Given instruction A: Retype the passage on N.C. State's defense word for word, starting at "The N.C. State" and ending at "a basketball team.".
Given instruction B: Write what comes next in the passage on N.C. State's defense, picking up after its final sentence.

Given passage:
........
The N.C. State Wolfpack have defensive problems. That’s no secret. There’s been no shortage of discussion about it among State fans. Often, though, our discussions of defensive problems are abstract and vague, commonly resorting to the old “they just don’t want it enough” line of critique. That’s natural, it’s far easier to see what players are good at and bad at offensively, and we’ve got more numbers to describe what’s happening at that end. Defense is hard, it’s a complex system, and giving up a wide open layup might be the result of a bunch of smaller errors. My intent in this post is to give a little clarity to exactly what our defensive failings are as a basketball team.
First of all, what are we bad at in a big picture sense? In his seminal book “Basketball on Paper”, statistician Dean Oliver describes the “Four Factors” that characterize offense and defense (listed in decreasing order of significance): 1) Shooting percentage (represented by eFG%), 2) Getting offensive rebounds (OReb%), 3) Committing turnovers (TOV%) 4) Getting to the free throw line (FTA/FGA). If you’re good at all those things (high percentage of 1,2,4 and low percentage of 3), you’ll have a really good offense. If you’re good at keeping your opponent from those things, you’ll be good at defense. It’s a really simple high level view of what your team is good at. So, what is NC State good at and bad at on defense? The following graphic shows our overall defensive rating (that’s AdjD), along with the defensive 4 factors, from each year under Mark Gottfried, as well as the numbers for Gottfried’s Alabama teams (via KenPom.com). The colored numbers are the actual percentages, the smaller numbers underneath are national rankings.
........
Provided information:
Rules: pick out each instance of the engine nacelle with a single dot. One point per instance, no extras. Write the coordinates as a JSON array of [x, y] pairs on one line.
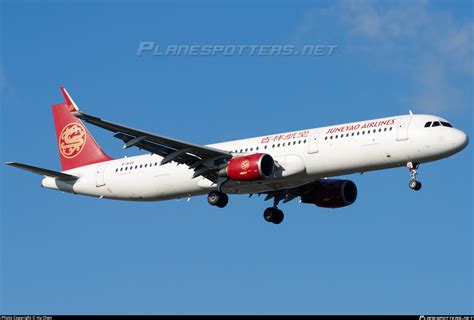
[[332, 193], [249, 168]]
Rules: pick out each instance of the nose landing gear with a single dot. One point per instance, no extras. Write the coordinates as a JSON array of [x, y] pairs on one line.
[[217, 198], [413, 168], [273, 214]]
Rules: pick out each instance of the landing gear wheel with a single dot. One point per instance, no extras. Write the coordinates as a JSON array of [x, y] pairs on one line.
[[217, 198], [278, 217], [415, 185], [273, 215], [413, 168]]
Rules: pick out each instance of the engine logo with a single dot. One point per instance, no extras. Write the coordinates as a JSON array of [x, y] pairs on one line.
[[72, 140], [245, 165]]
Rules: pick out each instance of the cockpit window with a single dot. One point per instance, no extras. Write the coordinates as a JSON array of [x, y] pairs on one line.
[[446, 124]]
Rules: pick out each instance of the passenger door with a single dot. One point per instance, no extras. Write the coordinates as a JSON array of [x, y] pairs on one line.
[[99, 175], [313, 143], [402, 128]]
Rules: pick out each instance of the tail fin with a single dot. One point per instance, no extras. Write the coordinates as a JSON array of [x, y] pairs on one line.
[[76, 145]]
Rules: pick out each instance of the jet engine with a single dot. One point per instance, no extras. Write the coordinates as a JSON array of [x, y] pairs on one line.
[[249, 168], [332, 193]]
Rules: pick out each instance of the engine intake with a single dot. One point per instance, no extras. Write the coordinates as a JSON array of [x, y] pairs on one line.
[[332, 193], [249, 168]]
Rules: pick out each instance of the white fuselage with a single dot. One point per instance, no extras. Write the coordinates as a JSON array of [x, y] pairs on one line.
[[301, 157]]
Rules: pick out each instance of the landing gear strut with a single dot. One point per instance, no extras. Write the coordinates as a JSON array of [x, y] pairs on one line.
[[413, 168], [273, 214], [217, 198]]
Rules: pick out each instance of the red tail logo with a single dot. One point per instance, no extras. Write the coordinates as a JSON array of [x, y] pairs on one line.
[[72, 140], [76, 146]]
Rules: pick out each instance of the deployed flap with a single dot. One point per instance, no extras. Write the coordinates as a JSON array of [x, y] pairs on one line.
[[43, 172]]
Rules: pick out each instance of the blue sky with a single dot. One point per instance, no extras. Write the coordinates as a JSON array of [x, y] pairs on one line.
[[393, 251]]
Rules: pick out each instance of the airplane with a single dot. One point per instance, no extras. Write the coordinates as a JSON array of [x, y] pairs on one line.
[[282, 166]]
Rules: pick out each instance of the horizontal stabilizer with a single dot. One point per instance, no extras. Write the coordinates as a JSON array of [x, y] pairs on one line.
[[44, 172]]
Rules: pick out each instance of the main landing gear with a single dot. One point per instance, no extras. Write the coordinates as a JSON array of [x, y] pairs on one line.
[[217, 198], [413, 168], [273, 214]]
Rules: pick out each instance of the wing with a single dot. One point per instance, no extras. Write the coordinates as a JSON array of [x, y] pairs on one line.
[[205, 161]]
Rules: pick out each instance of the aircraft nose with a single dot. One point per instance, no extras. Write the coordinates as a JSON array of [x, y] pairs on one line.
[[460, 140]]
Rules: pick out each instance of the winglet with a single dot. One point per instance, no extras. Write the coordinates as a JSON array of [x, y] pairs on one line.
[[71, 105]]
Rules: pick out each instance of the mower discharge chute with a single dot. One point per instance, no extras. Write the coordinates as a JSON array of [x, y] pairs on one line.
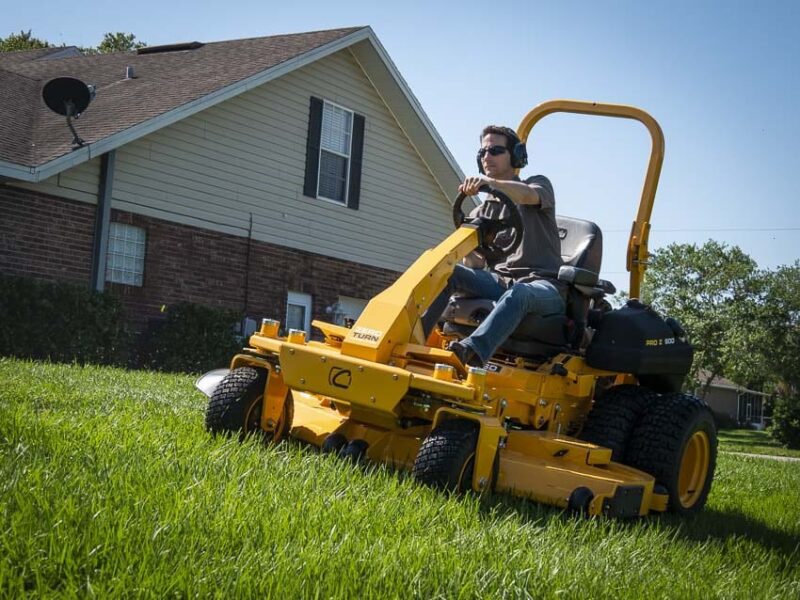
[[581, 411]]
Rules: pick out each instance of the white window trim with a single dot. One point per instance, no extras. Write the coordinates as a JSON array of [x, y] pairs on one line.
[[299, 299], [348, 156]]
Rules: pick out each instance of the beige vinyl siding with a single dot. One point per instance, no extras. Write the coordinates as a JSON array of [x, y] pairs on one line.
[[247, 155], [79, 183]]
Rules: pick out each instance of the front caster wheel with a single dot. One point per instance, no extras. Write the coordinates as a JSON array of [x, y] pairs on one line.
[[236, 403], [446, 459]]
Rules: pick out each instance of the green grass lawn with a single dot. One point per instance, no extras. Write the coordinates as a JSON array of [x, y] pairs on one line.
[[109, 486], [752, 442]]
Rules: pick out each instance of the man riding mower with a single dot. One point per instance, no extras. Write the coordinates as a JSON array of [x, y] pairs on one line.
[[581, 410]]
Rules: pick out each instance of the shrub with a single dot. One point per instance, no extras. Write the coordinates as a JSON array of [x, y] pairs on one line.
[[192, 338], [786, 420], [62, 322]]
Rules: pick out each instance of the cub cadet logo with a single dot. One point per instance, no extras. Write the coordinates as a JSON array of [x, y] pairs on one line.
[[341, 378], [368, 335], [657, 342]]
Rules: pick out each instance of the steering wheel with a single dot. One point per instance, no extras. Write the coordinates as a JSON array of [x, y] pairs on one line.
[[489, 227]]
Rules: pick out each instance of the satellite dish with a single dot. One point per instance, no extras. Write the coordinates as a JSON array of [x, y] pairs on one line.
[[69, 97]]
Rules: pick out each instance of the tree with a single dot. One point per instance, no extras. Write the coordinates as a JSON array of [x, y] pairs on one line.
[[115, 42], [713, 290], [112, 42], [22, 41]]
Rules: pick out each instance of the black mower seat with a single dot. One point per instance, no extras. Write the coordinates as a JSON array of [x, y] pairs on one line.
[[536, 335]]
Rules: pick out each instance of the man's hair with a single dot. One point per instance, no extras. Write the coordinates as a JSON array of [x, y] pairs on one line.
[[510, 134]]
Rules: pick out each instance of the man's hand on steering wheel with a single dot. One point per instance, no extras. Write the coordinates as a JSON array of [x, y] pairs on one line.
[[489, 227], [472, 184]]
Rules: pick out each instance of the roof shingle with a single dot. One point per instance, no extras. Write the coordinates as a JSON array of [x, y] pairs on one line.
[[31, 135]]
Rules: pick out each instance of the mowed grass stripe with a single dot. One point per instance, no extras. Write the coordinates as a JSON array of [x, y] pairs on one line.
[[110, 486]]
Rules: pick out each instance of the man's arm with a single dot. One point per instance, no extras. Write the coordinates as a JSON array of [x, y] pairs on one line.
[[519, 191]]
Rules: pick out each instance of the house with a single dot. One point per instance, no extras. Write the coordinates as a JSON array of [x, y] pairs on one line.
[[735, 404], [291, 176]]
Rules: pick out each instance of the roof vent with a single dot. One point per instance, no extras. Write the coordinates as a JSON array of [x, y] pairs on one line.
[[169, 48]]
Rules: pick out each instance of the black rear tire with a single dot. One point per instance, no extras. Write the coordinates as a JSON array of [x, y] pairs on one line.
[[236, 403], [446, 459], [676, 442], [614, 416]]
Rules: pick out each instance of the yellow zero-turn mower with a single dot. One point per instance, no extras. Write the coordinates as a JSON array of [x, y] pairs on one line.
[[582, 411]]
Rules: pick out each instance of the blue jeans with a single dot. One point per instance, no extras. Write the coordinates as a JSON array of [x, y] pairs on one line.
[[540, 297]]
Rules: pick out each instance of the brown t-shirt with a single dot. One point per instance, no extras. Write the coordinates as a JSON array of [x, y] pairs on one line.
[[539, 254]]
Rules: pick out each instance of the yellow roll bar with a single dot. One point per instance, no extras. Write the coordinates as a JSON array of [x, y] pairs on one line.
[[636, 262]]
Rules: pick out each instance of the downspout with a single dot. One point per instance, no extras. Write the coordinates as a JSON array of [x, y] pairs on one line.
[[102, 220]]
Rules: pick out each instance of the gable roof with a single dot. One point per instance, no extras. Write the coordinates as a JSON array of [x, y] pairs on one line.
[[174, 84]]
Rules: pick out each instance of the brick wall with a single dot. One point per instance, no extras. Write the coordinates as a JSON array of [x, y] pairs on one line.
[[51, 238], [45, 237]]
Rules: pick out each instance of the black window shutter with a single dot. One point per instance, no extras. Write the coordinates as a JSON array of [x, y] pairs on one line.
[[356, 152], [312, 147]]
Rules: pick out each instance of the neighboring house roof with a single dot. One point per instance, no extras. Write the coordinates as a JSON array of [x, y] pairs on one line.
[[720, 382], [171, 85]]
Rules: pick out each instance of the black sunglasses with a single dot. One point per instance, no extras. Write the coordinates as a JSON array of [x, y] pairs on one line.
[[493, 150]]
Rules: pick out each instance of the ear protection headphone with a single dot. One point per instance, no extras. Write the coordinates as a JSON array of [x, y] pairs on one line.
[[519, 153]]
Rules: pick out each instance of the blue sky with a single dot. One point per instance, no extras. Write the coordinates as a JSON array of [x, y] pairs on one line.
[[722, 78]]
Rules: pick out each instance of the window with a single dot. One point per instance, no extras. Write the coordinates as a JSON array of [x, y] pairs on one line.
[[298, 311], [125, 256], [334, 152]]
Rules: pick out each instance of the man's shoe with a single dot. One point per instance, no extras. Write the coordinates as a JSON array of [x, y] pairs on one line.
[[465, 354]]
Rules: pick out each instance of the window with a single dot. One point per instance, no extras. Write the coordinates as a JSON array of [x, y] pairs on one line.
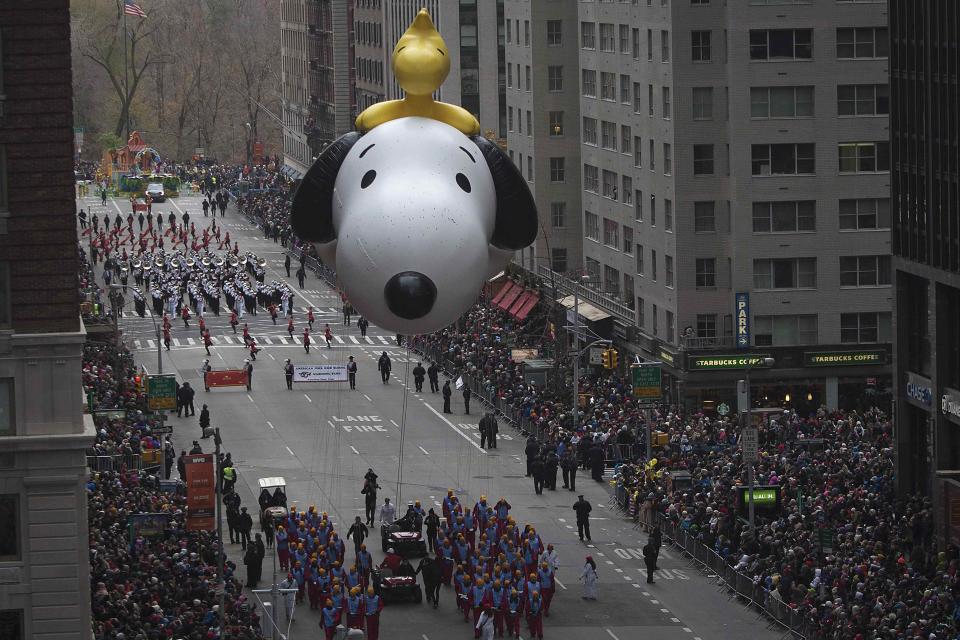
........
Task result A:
The N.C. State Wolfpack have defensive problems. That’s no secret. There’s been no shortage of discussion about it among State fans. Often, though, our discussions of defensive problems are abstract and vague, commonly resorting to the old “they just don’t want it enough” line of critique. That’s natural, it’s far easier to see what players are good at and bad at offensively, and we’ve got more numbers to describe what’s happening at that end. Defense is hard, it’s a complex system, and giving up a wide open layup might be the result of a bunch of smaller errors. My intent in this post is to give a little clarity to exactly what our defensive failings are as a basketball team.

Task result B:
There’s some variation there, and you can see how ugly things have been so far this year, but the main causes of concern are those middle two columns. We are bad at protecting the glass on defense, and we are very, very bad at forcing turnovers. What’s more, this is not just an N.C. State thing. It seems to be systemic to Gottfried’s defensive approach, and that’s a problem. It doesn’t matter how good you are at making your opponents miss shots (and we have ranged from good to terrible) if you keep giving them extra possessions.
Well that’s the big picture, but what are the problems on the floor that lead to those bad numbers? That’s what we’re going to take a look at in the rest of this post. I’m going to illustrate these using video examples from the Illinois game. Now, this is one game of tape, so it’s possible that a player will look better or worse than average in these examples, but I’m less interested in individual players than I am in the systematic approach we’re taking at the defensive end. The examples I’m using aren’t just because I found a particular problem in this one game, but because they’re things I’ve taken note of in game after game over the years. So, to the tape!
Quick, when was the last time you saw N.C. State steal an entry pass to a big man? Better yet, when was the last game we consistently sent double teams at opposing big men? One of the things that immediately jumps out from the Illinois game is how easy the post entry passes were, and how little pressure we put on those big men once they got the ball.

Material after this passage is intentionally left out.